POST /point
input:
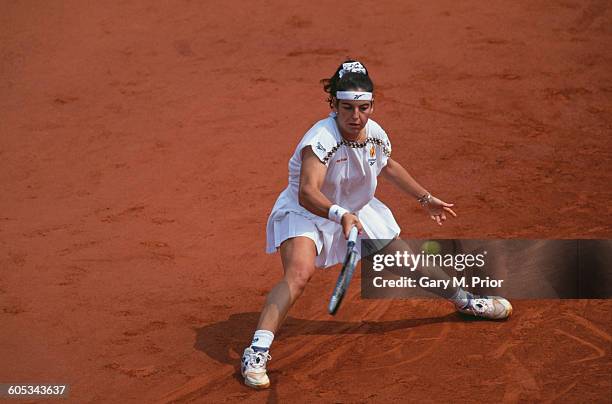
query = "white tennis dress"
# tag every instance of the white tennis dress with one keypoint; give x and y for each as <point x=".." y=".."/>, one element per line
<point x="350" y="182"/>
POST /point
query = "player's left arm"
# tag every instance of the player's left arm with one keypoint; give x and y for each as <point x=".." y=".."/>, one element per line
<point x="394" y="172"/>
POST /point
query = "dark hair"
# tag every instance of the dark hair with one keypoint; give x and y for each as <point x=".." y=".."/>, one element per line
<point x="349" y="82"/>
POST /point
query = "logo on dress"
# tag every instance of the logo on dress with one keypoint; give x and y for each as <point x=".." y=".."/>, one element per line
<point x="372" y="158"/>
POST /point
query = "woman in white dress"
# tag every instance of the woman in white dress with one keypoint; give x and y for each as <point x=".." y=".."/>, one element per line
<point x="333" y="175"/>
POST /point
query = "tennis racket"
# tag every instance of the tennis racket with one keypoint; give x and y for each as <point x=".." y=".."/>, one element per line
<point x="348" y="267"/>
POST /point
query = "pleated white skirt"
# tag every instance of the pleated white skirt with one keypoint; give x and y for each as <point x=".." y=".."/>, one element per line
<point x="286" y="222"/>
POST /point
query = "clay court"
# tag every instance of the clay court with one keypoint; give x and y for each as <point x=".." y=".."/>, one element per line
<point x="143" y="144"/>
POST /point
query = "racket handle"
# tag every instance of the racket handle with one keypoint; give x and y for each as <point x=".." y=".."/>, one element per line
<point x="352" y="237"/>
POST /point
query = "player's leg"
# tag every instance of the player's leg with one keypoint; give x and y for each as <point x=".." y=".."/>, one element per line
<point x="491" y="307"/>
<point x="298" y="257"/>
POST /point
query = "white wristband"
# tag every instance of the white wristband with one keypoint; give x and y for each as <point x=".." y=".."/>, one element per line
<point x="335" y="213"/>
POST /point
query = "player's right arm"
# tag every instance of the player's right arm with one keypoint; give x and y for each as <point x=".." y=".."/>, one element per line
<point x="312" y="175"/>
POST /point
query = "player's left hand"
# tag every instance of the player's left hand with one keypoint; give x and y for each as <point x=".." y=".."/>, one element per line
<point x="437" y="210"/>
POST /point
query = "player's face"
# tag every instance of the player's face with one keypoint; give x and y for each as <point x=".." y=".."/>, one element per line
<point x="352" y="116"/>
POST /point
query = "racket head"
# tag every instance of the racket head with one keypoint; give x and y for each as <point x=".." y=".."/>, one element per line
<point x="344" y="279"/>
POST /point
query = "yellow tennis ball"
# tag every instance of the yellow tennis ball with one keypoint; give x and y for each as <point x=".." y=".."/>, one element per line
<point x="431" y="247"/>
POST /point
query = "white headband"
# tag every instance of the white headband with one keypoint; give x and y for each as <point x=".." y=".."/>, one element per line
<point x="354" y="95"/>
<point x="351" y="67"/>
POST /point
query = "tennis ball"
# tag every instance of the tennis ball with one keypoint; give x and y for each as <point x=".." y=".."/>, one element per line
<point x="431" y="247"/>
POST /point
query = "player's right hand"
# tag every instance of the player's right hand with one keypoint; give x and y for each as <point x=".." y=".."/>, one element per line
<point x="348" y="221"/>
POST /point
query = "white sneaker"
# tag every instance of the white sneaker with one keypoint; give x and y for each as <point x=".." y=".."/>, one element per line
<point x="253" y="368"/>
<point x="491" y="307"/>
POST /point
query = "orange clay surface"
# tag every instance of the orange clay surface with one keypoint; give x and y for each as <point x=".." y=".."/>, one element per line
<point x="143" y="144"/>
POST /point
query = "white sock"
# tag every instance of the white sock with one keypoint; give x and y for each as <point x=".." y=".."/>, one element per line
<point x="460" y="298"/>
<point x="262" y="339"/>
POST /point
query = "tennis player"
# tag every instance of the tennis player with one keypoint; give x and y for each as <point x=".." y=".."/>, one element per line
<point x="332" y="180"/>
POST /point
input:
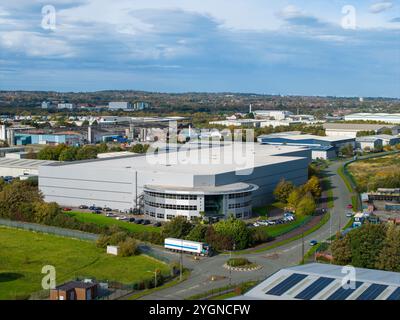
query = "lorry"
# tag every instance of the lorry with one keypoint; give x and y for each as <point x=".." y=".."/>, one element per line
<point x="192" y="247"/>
• • •
#### [Instruction]
Reproduce the whole listing exactly, but not the images in it.

#### [Completed task]
POST /point
input:
query = "white tennis dress"
# tag every instance of the white tennis dress with one keypoint; give x and y for each as <point x=".." y=".."/>, one element per line
<point x="350" y="182"/>
POST /point
query = "player's left arm"
# tag every instance of the player's left arm with one keypoint; give x and y for each as <point x=".." y=".."/>, one element per line
<point x="394" y="172"/>
POST /point
query = "dark hair"
# tag every instance of the dark hair with one keypoint; give x and y for each as <point x=".." y=".."/>, one element per line
<point x="349" y="82"/>
POST /point
query = "logo on dress"
# tag every instance of the logo on dress with one keypoint; give x and y for each as <point x=".." y=".."/>, one element per line
<point x="372" y="158"/>
POST /point
query = "woman in white dress"
# tag every instance of the woman in white dress with one keypoint; give x and y for each as <point x=".." y=".."/>, one element per line
<point x="333" y="175"/>
POST /point
query = "tennis racket"
# tag every instance of the tennis racket with one keypoint; give x and y for each as <point x=".." y=".."/>, one element per line
<point x="348" y="267"/>
POST /point
query = "pleated white skirt"
# tag every instance of the pleated white skirt with one keypoint; give x and y for each as <point x=".." y=".."/>, one element per line
<point x="286" y="222"/>
POST /point
query = "clay court"
# tag every instance of the clay court with one keypoint; give x and y for each as <point x=".." y=".."/>, one element per line
<point x="143" y="144"/>
POST /point
query = "racket handle"
# tag every instance of the racket handle with one keypoint; give x and y for each as <point x=".." y=".."/>, one element per line
<point x="352" y="237"/>
POST /point
query = "player's leg"
# tag every instance of the player's leg with one keypoint; give x and y for each as <point x=".." y=".."/>, one element per line
<point x="491" y="307"/>
<point x="298" y="257"/>
POST /point
query = "white wristband"
# tag every instance of the white wristband with one keypoint; give x and y for each as <point x=".." y=".."/>, one element per line
<point x="335" y="213"/>
POST /point
query = "player's right arm"
# tag every instance of the player's right arm with one keypoint; give x and y for each as <point x=".." y=".."/>, one element per line
<point x="312" y="175"/>
POST /point
query = "player's left hand"
# tag every instance of the player's left hand with one keypoint; give x and y for each as <point x=".." y=".."/>, one element per line
<point x="437" y="210"/>
POST /point
query = "player's face"
# tag every instance of the player's face with one keypoint; give x and y for each as <point x=".." y=".."/>, one element per line
<point x="352" y="116"/>
POST /point
query = "racket head"
# tag every instance of the racket head with one keypoint; give x and y for each as <point x=".." y=".."/>, one element per line
<point x="344" y="279"/>
POST /point
query = "yellow tennis ball"
# tag every instance of the yellow tennis ball with one keypoint; give x and y for each as <point x=".." y=".."/>, one element per line
<point x="431" y="247"/>
POST /point
query = "white headband"
# tag every instance of the white headband with one keypoint; give x and y for each as <point x=".." y=".."/>, one element per line
<point x="354" y="95"/>
<point x="351" y="67"/>
POST /point
query = "tennis ball"
# tag every instance of the tennis ball with one keypoint; give x and y for each as <point x=".." y=".."/>, one element per line
<point x="431" y="247"/>
POST /point
query = "player's right hand"
# tag every instance of the player's right hand with one keypoint; give x and y for each as <point x=".." y=".."/>, one element per line
<point x="348" y="221"/>
POST /point
query = "white sneaker"
# tag every instance of the white sneaker with one keypoint; give x and y for each as <point x=".." y=".."/>, one element per line
<point x="253" y="368"/>
<point x="491" y="307"/>
POST /point
query = "orange clay surface"
# tag every instance of the orange clay surface with one keypoint; give x and y for each as <point x=".." y=".."/>, one element per line
<point x="143" y="144"/>
POST /point
query = "white sock"
# tag every instance of the white sock with one keypoint; give x and y for each as <point x=".." y=".."/>, one element per line
<point x="460" y="298"/>
<point x="262" y="339"/>
POST /point
query = "tennis player"
# tag every instance of the tennis player with one keypoint; give x and y for each as <point x=".." y=".."/>, one element per line
<point x="332" y="180"/>
POST /point
input:
query = "lorry"
# tag every instance of the lorry with one keypoint; give x and y for each as <point x=".." y=".."/>, one element per line
<point x="192" y="247"/>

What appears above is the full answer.